### DATA SUPPLIED ###

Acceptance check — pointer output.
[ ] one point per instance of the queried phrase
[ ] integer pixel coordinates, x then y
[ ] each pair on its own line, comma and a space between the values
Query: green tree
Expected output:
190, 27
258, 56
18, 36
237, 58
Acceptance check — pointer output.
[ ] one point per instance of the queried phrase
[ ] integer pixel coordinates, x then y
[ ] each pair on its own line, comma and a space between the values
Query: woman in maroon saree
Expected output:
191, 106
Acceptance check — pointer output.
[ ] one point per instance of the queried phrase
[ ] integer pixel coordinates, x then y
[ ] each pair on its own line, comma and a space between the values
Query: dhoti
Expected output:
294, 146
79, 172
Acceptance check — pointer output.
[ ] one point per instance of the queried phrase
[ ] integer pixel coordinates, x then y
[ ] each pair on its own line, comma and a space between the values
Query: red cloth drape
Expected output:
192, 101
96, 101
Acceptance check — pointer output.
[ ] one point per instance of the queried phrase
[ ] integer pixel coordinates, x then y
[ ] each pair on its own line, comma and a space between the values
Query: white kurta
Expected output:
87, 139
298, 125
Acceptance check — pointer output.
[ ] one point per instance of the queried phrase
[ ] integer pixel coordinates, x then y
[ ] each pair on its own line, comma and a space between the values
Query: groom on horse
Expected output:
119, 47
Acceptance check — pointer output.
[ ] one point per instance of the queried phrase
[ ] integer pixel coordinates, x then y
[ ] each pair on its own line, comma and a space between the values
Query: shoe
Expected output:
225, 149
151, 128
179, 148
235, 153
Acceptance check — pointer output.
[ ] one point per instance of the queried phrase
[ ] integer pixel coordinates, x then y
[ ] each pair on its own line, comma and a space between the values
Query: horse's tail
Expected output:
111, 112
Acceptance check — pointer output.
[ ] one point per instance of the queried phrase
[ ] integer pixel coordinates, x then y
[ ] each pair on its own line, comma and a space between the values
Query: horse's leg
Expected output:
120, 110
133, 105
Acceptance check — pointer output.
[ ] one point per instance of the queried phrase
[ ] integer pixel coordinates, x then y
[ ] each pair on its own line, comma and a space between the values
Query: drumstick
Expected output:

###

## [YOUR INSTRUCTIONS]
Write the entries above out again. Match them exactly.

## [THE ANSWER]
Acceptance check — pointer output.
[ ] one point per instance of the queried phrase
[ ] integer pixel coordinates, x then y
[ ] each pair on its own line, comma and a space between the values
Query: green tree
Expected output:
190, 27
258, 56
18, 36
237, 58
Acceptance check — pointer output.
[ ] one point per instance of the queried phrase
[ ] integer pixel coordinates, x then y
[ ] each pair on its own line, comma and a space between the values
Query: woman in maroon saree
Expected output:
191, 106
Acceptance check — pointer output.
[ ] one point per instance of the queried phrase
[ ] integer pixel coordinates, x then y
[ ] each pair on its own line, comma and a space between the values
Query: dhoti
Expected output:
294, 146
79, 172
Acceptance check — pointer output.
[ ] one point per instance of the queried phrase
[ ] integer pixel coordinates, x then y
[ ] each pair on its own line, comma and a space between the values
Query: red cloth drape
Expected output:
192, 101
96, 101
Acceptance check — pointer output.
[ ] one point per instance of the queried phrase
[ ] integer pixel coordinates, x then y
[ ] each pair on its own line, comma and a space between the values
Query: white kurta
Expected output:
87, 139
298, 125
Acceptance check — pointer output.
[ ] one point per instance of the queried phrase
[ ] integer pixel coordinates, x then y
[ ] each pair on its own line, comma and a space between the values
Query: groom on horse
Expected output:
119, 47
Acceptance check — pointer output.
[ ] one point per instance of the queried phrase
[ ] integer pixel coordinates, x then y
[ ] each pair on its own line, comma and a space between the values
Query: shoe
Expected output:
225, 149
151, 128
179, 148
235, 153
Acceptance check — pointer output.
[ ] one point per instance of the queried phrase
[ ] integer pixel coordinates, x then y
[ ] each pair on its own line, comma and a space between the values
Query: horse's tail
Expected output:
111, 112
Acceptance check — pointer output.
[ ] one point per instance of the queried phrase
[ ] integer pixel coordinates, x then y
[ ] each pair on its own line, comma and a space between the values
Query: horse's leg
Expected output:
120, 110
133, 105
Acceptance check — pointer output.
[ ] one point per instance of the queried phrase
[ ] integer pixel coordinates, x then y
[ ] each pair on its own line, comma and a space between the values
Query: drumstick
Expected output:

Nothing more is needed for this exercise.